(EXERCISE SET)
[1] In the article on Maisy Stella, translate this sentence into Spanish: "Stella was born on December 13, 2003, in Oshawa, Ontario."
[2] Rewrite the article on Maisy Stella from "20032011: Early life" to "July 26, 2018.", with "first major role" in place of "breakthrough role".

(EXCERPTED PASSAGE)
* * * * * * * * *

Maisy Jude Marion Stella (born December 13, 2003) is a Canadian singer and actress. She is known for her role as Daphne Conrad on the musical television series Nashville (2012–2018). In 2017, she released her debut solo song, "Riding Free", for the soundtrack of the Dreamworks animation series Spirit Riding Free.

Life and career

20032011: Early life 
Stella was born on December 13, 2003, in Oshawa, Ontario. Her parents are Marylynne and Brad Stella, who are members of the country duo the Stellas, and she has an older sister, Lennon Stella.

20122018: Nashville and Lennon & Maisy 
Stella had her breakthrough role starring as Daphne Conrad on the ABC/CMT musical drama television series Nashville (2012–2018), where she starred alongside her sister Lennon Stella. The series premiered on October 10, 2012 and aired its final episode on July 26, 2018.

During her time on Nashville, she also performed alongside her older sister Lennon Stella as the country music duo Lennon & Maisy, performing mostly covers of songs.

Solo work 

In 2016, Stella appeared on the YouTube web series We Are Savvy. The following year, Stella released her debut solo single, "Riding Free", for the soundtrack of the DreamWorks Animation series Spirit Riding Free.

In 2017, Stella also appeared as a guest judge in an episode of Top Chef Jr.

* * * * * * * * *

(AVAILABLE DATA)
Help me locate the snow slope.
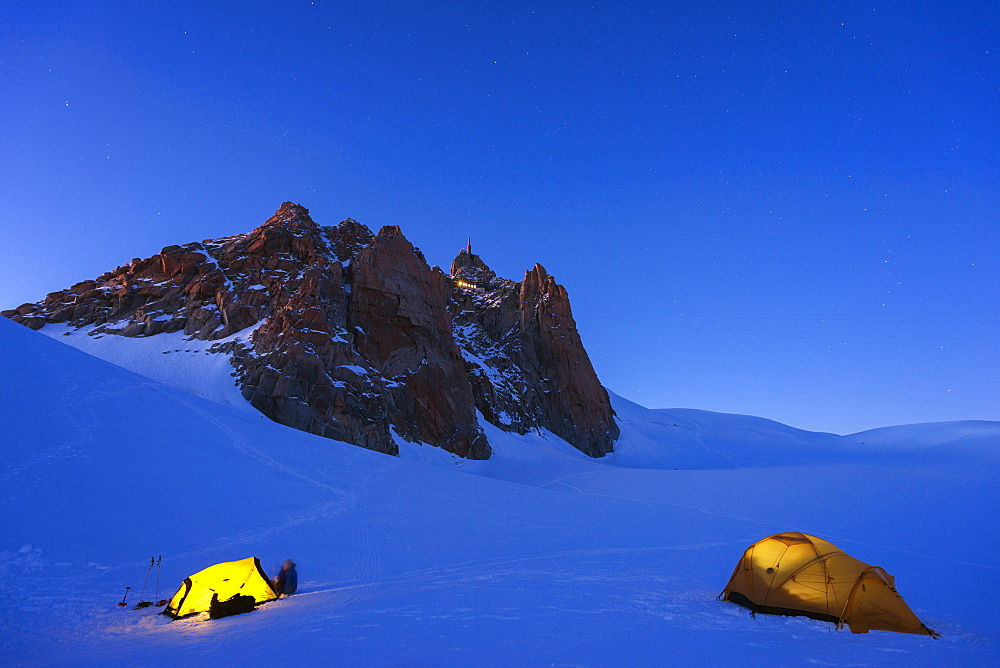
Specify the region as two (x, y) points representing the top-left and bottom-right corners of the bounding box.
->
(0, 319), (1000, 666)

* * * * * * * * *

(PROBLEM SOLUTIONS)
[1] Stella nació el 13 de diciembre de 2003 en Oshawa, Ontario.

[2]
20032011: Early life 
Stella was born on December 13, 2003, in Oshawa, Ontario. Her parents are Marylynne and Brad Stella, who are members of the country duo the Stellas, and she has an older sister, Lennon Stella.

20122018: Nashville and Lennon & Maisy 
Stella had her first major role starring as Daphne Conrad on the ABC/CMT musical drama television series Nashville (2012–2018), where she starred alongside her sister Lennon Stella. The series premiered on October 10, 2012 and aired its final episode on July 26, 2018.